BEGIN EXCERPT TO READ
Physical Wellness

Terrorist Attacks Decrease Fertility Levels: Study

By Kamal Nayan | Update Date: Nov 20, 2014 01:08 PM EST

On average, terrorist attacks decreases fertility, reducing both the expected number of children a woman has over her lifetime and the number of live births occurring during each year, according to a new study. 

The study is first to empirically identify and quantify an effect of terrorism on fertility. 

Researchers used a panel data set composed of data on terrorist attacks from 1970-2007. Data on fertility was determined from the World Bank Development Indicators website. 

After rigorous analysis through a robust set of model types and specifications, it was found that terrorism is likely to act on fertility through job uncertainty, psychological stress, wealth uncertainty, and poor health, which can cause significant short-term declines in fertility by affecting related factors such as age at first birth, age at marriage, frequency of sexual intercourse, and labour migration, the press release said. 

"Measured by both the number of incidents and the number of deaths, terrorism was shown to exert a statistically significant, negative effect on fertility rates for both TFR and CBR."

"Besides illuminating another far-reaching effect of terrorism, the relationship between terrorism and fertility will be critical to understand when policy makers attempt to deal with other demographic transitions and security concerns," Dr Dr. Claude Berrebi of the Hebrew University, Jerusalem said in a press release.

"How societies act in response to the perception of threat from terrorist groups has far reaching implications. Rather than demographic change being the root cause of terrorism, using sophisticated empirical analysis, we were able to identify causal effects of terrorism on larger-scale demographic transitions. Our findings explain some of the disparities between previous theories and results and put to rest some notions suggesting reverse directionality."

The study was published in the Oxford Economic Papers.
END EXCERPT TO READ
BEGIN GIVEN ENTRIES
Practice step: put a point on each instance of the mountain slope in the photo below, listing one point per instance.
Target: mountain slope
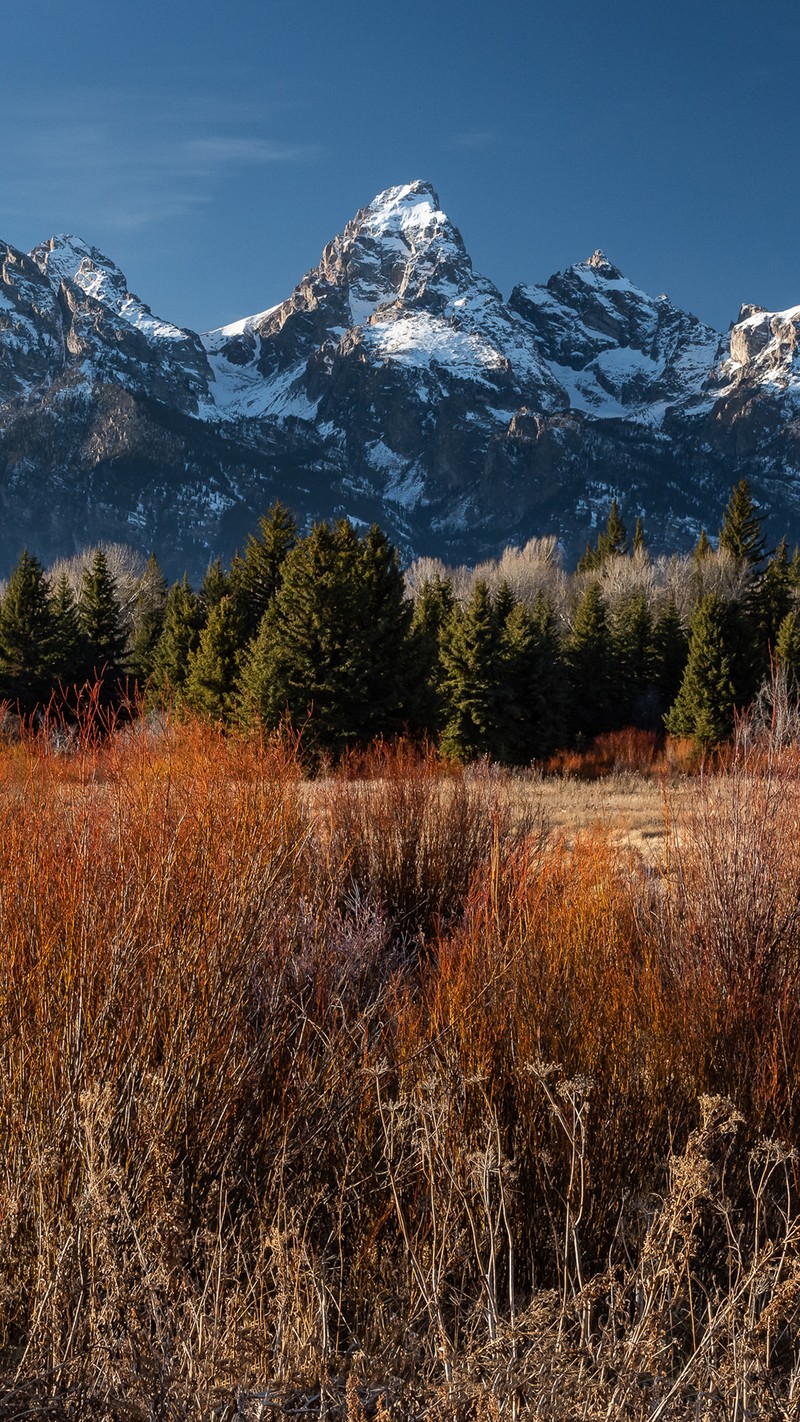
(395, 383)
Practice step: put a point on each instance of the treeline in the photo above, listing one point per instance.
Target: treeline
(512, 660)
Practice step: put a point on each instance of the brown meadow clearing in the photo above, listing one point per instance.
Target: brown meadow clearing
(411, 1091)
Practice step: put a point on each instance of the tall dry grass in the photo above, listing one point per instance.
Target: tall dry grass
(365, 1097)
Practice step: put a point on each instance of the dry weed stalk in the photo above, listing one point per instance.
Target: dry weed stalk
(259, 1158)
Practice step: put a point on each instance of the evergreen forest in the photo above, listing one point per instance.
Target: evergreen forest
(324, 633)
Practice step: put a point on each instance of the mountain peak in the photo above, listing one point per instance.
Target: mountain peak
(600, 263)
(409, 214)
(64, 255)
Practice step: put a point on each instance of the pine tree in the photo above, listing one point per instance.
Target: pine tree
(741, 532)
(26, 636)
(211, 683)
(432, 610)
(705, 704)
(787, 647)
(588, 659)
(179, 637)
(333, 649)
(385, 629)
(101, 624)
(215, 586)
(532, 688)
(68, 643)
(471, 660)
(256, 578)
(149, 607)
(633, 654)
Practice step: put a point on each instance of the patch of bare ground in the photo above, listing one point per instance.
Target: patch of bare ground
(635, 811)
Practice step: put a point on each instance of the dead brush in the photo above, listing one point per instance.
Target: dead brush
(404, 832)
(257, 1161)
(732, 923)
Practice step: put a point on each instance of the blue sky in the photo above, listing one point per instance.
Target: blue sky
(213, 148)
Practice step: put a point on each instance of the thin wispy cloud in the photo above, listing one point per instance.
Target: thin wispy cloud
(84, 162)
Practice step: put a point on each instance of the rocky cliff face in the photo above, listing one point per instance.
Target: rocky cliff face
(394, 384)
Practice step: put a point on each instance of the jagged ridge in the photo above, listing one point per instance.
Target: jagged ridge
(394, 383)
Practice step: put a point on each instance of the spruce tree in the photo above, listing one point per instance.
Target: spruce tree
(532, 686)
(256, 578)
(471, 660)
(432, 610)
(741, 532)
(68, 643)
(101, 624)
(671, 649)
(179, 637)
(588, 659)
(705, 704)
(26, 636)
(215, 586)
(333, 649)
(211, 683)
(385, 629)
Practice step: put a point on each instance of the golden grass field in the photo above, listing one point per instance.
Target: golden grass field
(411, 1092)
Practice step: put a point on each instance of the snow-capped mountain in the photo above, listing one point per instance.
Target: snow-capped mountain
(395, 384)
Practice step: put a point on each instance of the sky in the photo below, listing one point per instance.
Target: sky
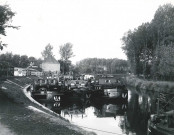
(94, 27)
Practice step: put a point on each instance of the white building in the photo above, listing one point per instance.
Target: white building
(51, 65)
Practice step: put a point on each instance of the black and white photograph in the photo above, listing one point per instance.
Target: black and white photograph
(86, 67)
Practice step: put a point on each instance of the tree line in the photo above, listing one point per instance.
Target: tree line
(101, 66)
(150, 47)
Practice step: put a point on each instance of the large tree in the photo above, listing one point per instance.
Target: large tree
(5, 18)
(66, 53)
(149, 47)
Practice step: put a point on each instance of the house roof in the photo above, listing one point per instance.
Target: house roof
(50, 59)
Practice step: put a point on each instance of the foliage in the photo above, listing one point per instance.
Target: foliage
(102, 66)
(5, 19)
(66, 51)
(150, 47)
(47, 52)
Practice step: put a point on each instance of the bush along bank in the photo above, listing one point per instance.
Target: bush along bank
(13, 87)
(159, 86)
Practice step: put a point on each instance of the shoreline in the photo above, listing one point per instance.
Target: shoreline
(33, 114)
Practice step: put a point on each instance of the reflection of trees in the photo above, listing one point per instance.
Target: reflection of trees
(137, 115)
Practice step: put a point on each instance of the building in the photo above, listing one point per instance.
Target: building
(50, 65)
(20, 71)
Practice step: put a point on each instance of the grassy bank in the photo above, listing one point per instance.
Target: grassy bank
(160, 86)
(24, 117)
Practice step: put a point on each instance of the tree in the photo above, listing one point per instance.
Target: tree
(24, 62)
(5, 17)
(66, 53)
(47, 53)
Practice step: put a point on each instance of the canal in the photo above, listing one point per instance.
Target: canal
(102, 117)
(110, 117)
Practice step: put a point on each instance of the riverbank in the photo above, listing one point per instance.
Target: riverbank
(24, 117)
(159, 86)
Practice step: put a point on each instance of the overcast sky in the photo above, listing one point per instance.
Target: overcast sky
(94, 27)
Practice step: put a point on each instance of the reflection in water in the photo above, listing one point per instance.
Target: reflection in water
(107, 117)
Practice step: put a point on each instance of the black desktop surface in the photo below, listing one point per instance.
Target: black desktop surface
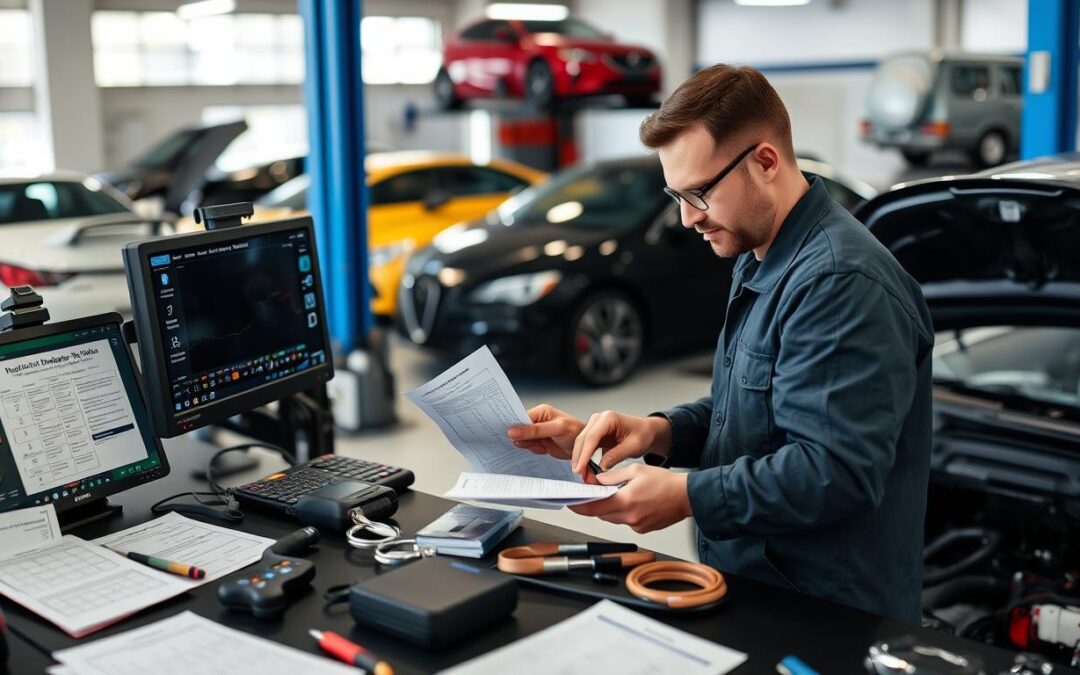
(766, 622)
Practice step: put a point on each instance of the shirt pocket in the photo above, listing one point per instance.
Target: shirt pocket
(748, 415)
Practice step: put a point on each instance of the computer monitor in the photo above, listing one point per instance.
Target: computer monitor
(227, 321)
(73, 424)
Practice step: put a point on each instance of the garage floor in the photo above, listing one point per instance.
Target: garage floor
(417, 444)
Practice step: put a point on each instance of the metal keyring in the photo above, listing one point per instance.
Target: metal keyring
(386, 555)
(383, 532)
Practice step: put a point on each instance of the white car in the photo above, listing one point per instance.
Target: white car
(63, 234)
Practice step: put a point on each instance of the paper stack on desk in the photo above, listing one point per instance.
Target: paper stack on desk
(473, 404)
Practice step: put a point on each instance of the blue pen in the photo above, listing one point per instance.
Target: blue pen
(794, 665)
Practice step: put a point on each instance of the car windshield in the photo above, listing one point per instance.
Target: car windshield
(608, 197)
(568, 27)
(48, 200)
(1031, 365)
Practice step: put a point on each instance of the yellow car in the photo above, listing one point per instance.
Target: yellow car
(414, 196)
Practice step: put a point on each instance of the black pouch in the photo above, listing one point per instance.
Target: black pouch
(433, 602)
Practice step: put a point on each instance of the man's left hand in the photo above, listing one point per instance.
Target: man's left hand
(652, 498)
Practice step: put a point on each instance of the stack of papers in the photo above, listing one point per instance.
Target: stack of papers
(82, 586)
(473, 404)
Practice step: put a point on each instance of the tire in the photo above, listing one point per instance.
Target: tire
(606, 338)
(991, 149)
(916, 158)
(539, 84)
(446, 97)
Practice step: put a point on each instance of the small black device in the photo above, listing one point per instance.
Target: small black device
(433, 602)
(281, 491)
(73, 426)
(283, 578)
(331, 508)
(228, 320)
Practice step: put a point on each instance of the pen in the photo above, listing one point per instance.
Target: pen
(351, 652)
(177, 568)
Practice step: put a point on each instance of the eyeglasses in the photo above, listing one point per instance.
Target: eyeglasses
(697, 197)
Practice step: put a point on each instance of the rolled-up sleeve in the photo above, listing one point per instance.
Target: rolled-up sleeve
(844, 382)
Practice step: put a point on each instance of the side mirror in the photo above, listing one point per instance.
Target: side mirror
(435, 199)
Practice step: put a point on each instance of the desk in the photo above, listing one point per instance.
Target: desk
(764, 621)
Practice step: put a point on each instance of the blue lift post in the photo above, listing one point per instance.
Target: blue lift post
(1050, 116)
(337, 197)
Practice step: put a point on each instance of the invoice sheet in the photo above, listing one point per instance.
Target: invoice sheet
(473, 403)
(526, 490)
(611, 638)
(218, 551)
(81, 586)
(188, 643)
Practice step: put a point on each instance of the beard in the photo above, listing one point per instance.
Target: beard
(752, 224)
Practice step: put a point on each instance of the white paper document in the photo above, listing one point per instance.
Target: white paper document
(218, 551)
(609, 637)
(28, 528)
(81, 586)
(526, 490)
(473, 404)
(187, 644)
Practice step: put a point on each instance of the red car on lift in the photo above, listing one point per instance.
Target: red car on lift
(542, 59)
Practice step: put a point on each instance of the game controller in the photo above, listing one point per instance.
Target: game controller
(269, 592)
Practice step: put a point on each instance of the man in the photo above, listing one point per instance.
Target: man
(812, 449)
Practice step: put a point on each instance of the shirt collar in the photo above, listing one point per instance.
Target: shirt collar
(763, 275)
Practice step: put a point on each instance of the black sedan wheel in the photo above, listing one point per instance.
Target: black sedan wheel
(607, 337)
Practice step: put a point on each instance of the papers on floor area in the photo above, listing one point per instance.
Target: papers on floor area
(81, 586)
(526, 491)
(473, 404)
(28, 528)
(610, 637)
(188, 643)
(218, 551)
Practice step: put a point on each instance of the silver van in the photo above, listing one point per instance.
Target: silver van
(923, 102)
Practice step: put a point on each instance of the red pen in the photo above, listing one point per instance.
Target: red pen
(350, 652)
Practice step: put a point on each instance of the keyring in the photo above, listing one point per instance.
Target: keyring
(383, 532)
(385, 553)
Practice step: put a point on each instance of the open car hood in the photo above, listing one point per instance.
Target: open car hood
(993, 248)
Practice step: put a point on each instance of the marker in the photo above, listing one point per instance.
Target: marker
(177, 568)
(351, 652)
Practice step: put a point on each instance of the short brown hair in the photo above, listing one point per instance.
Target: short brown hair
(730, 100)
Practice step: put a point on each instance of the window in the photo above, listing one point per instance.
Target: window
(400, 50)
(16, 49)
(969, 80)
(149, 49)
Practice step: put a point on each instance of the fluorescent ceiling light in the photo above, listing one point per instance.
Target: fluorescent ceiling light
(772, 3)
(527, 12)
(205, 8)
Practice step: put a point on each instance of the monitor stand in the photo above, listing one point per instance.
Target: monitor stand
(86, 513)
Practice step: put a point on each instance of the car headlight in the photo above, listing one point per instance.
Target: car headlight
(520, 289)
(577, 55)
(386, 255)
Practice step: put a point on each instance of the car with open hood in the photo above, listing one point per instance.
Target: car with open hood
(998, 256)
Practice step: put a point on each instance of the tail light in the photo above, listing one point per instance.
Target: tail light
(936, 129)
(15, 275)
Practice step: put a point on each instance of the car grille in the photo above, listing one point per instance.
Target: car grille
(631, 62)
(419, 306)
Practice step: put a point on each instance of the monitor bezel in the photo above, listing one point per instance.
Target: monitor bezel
END GIVEN ENTRIES
Decide whether each statement agrees with the terrorism and fertility article, answering yes or no and quoting the words that decide it: (a) The terrorist attack data used in the study spans 1970 to 2007. (b) The fertility data came from the United Nations. (c) The study appeared in the Journal of Population Economics. The extracted data entries are separate material with no connection to the terrorism and fertility article.

(a) Yes: "data on terrorist attacks from 1970-2007"
(b) No: "Data on fertility was determined from the World Bank Development Indicators website."
(c) No: "The study was published in the Oxford Economic Papers."